** START OF RECORDS **

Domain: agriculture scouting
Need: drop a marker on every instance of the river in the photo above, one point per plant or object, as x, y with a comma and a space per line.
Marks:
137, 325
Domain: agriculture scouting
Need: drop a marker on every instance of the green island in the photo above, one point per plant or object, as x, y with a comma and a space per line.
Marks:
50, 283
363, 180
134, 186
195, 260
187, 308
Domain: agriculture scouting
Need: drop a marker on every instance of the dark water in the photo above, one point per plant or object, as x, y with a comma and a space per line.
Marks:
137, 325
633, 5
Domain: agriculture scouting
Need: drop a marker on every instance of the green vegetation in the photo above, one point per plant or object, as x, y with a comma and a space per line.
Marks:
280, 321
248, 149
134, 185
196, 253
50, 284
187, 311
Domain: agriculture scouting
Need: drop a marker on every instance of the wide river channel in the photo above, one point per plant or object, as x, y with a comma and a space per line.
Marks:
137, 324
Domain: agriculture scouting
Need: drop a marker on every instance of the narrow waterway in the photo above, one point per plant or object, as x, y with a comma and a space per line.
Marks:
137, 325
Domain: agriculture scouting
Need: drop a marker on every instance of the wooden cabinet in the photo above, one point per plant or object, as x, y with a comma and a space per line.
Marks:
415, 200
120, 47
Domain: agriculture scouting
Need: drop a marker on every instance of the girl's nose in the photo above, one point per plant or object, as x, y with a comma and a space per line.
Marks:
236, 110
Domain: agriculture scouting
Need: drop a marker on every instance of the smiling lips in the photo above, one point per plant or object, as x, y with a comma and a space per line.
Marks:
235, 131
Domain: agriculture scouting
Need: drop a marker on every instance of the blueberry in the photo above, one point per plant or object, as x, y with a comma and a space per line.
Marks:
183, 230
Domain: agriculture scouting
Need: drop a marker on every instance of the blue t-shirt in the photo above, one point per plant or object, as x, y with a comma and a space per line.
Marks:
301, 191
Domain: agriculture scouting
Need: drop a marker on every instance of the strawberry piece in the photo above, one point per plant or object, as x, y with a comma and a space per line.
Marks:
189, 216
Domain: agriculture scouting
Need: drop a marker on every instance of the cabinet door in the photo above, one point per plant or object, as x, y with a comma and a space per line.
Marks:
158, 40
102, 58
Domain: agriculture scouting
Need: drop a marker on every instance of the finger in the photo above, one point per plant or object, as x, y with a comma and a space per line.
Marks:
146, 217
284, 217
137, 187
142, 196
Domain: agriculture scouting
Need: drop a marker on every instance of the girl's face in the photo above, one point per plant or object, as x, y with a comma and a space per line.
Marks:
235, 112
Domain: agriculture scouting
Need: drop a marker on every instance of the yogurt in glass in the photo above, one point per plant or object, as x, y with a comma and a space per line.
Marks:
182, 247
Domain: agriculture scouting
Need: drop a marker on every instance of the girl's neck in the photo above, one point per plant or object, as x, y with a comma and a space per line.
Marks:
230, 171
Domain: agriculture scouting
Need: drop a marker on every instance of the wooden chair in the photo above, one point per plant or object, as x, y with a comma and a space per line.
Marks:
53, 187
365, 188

** END OF RECORDS **

▶ [REQUIREMENT]:
Print every entry exactly as written.

▶ [RESULT]:
Domain: agriculture scouting
Need: drop a marker on every instance of the river in the photo above, one point per plant or object, as x, y with a comma and a space per line.
Marks:
137, 325
Domain: agriculture scouting
Need: drop a marker on every instance of the green island in the photo above, one point per plant or object, as x, y with a comma and a space per line.
Marks:
50, 283
363, 180
134, 186
195, 260
187, 308
Domain: agriculture scouting
Need: drop a marker on every instance of the dark water in the photo above, one point per plant or object, as x, y with a comma and a space per line.
Marks:
137, 325
633, 5
Domain: agriculture scouting
Need: drop a marker on every instance of the green vegetation in the photo above, one point per plant or object, as x, y with a comma and a space per line.
Marks:
280, 321
248, 149
134, 185
196, 253
50, 284
187, 311
Domain: agriculture scouting
Need: drop a marker on every instance of the wide river channel in the photo above, one point per plant or object, as x, y with a comma and a space per line.
Marks:
137, 324
Domain: agriculture scouting
Need: drop a marker on every instance of the narrow waterway in the photo above, one point per plant or object, as x, y with a comma and a space per line.
Marks:
137, 325
Domain: agriculture scouting
Need: drop a marker on every instance of the wooden cabinet in the photo above, one point per plant or object, as x, y with a comma and a space per line.
Marks:
415, 200
120, 47
Domain: agriculture scouting
Need: drop a marker on every instance of the girl's nose in the photo above, one point per plant or object, as x, y with a comma and a space per line.
Marks:
236, 110
Domain: agriculture scouting
Need: drop a marker on every instance of the smiling lips in the photo above, one point per plant or object, as x, y with a comma and a space per line.
Marks:
235, 131
Domain: agriculture scouting
Need: drop a marker on every instance of the blueberry in the photo above, one point per plant or object, as x, y with a comma and a space per line.
Marks:
183, 230
Domain: agriculture scouting
Need: drop a marker on every instance of the blue t-shirt in the photo above, one point per plant or object, as x, y with a comma and a space per line.
Marks:
301, 191
Domain: agriculture scouting
Need: drop a marker on every instance of the strawberry piece in the photo above, one point per plant or object, as x, y with a comma and a space per line.
Marks:
189, 216
Domain: agriculture scouting
Need: drop a marker on every instance of the cabinet door in the photo above, one point per plant or object, as x, y with a comma and a space per line.
Marks:
158, 40
102, 58
Domain: agriculture scouting
Need: drop a marker on every instance of the finger in the photo above, one point per plant or object, as x, y with a comma and a space per line.
Marks:
146, 217
284, 217
137, 187
142, 196
Domain: agriculture scouting
Need: drop a marker on every instance of the girl's face in the photo above, one point per plant or object, as x, y with a comma and a space per line.
Marks:
235, 112
Domain: agriculture scouting
Need: drop a marker on every instance of the yogurt in glass in the photo above, one point per plant or object, as x, y with a comma and a space per line.
Marks:
182, 247
Domain: agriculture scouting
Need: drop a marker on every instance of the girl's neck in the photo above, one point per plant or object, as x, y with a comma and a space per line.
Marks:
230, 171
Domain: agriculture scouting
Need: drop a marker on every instance of the wooden chair in the photo above, one point per plant or object, as x, y with a comma and a space per line.
Marks:
53, 187
365, 188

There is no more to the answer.